═════ DOCUMENT ═════

My first Outback is still being driven by a young distant relative, and despite her apparent aversion to regular maintenance, that car is still going strong with well over 180k miles on the odometer. Perhaps my practice of changing the fluid and filter every 30k miles provided her with an extremely durable transmission.

I’m actually scratching my head about buying one when I get ready to dump my Altima and attaching “6th” free badge of ownership on the back.

Heck, I was happy with my 5 Subarus, why not to get 6th? :slight_smile:

Yes, I’ve changed the spin-on filters and to me it’s no big deal.

Almost every failed Subaru automatic I’ve seen failed due to someone mistakenly draining the final drive while attempting a motor oil change.

There has been a few that failed (long time ago) due to some shaky seals which allowed loss of final drive oil into the automatic compartment. Same thing as the botched motor oil change scenario; just much slower.

═════

- _REQUEST 1_
Copy the passage of the Subaru post between "Heck, I was" and "motor oil change.", inclusive.
- _REQUEST 2_
Answer these questions from the Subaru post:
(a) How many miles are on the odometer of the writer's first Outback?
(b) How often did the writer change the transmission fluid and filter?
(c) What car is the writer getting ready to dump?

═════ MATERIAL SUPPLIED ═════

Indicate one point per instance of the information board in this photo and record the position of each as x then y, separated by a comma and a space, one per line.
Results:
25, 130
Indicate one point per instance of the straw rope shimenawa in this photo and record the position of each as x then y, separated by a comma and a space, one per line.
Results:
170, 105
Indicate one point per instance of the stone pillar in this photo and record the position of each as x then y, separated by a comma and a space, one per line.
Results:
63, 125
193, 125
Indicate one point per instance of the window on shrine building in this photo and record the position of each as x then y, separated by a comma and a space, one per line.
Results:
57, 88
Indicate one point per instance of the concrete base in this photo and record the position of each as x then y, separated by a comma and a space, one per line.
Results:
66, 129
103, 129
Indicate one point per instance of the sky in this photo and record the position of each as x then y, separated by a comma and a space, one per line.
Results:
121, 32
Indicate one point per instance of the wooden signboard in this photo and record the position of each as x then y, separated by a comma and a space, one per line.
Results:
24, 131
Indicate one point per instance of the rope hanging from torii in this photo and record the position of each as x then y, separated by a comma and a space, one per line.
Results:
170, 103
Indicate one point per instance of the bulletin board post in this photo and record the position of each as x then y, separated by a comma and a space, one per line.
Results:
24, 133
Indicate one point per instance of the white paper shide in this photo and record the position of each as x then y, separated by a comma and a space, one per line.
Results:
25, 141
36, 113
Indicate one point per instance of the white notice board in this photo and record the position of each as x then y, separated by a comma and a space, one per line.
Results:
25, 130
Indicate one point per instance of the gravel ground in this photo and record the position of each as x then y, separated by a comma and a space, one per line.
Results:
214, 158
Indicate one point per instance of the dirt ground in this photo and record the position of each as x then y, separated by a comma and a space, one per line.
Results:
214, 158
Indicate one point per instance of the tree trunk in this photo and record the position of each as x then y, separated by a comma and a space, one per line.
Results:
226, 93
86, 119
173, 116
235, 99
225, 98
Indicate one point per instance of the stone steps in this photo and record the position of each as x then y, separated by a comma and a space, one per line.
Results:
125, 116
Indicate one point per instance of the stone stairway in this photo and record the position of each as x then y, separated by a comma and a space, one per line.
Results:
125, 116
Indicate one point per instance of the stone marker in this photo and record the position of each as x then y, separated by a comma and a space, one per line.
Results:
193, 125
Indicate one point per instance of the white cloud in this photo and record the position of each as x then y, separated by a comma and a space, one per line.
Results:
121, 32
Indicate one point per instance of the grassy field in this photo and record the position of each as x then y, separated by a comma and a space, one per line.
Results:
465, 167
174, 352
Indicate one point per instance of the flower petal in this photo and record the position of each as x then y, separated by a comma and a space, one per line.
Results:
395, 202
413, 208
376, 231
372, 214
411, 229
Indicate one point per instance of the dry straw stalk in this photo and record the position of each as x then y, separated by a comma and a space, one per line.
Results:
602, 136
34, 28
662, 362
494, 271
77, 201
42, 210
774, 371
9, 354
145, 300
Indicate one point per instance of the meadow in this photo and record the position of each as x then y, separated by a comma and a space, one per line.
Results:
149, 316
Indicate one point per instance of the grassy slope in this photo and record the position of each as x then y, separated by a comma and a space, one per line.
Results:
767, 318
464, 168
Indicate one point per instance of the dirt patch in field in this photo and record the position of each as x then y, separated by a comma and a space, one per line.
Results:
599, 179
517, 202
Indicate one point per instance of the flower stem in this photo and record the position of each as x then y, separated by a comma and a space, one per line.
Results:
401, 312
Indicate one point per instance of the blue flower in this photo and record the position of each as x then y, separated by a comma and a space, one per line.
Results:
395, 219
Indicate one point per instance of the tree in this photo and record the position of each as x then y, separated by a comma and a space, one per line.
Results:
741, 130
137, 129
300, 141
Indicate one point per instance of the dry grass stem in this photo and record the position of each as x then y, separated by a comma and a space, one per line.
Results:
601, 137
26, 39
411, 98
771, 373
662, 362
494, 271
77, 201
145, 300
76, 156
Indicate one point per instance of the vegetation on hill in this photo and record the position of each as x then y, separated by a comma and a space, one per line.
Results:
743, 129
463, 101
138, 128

═════

- _EXPECTED ANSWER 1_
Heck, I was happy with my 5 Subarus, why not to get 6th? :slight_smile:

Yes, I’ve changed the spin-on filters and to me it’s no big deal.

Almost every failed Subaru automatic I’ve seen failed due to someone mistakenly draining the final drive while attempting a motor oil change.

- _EXPECTED ANSWER 2_
(a) Well over 180k miles
(b) Every 30k miles
(c) An Altima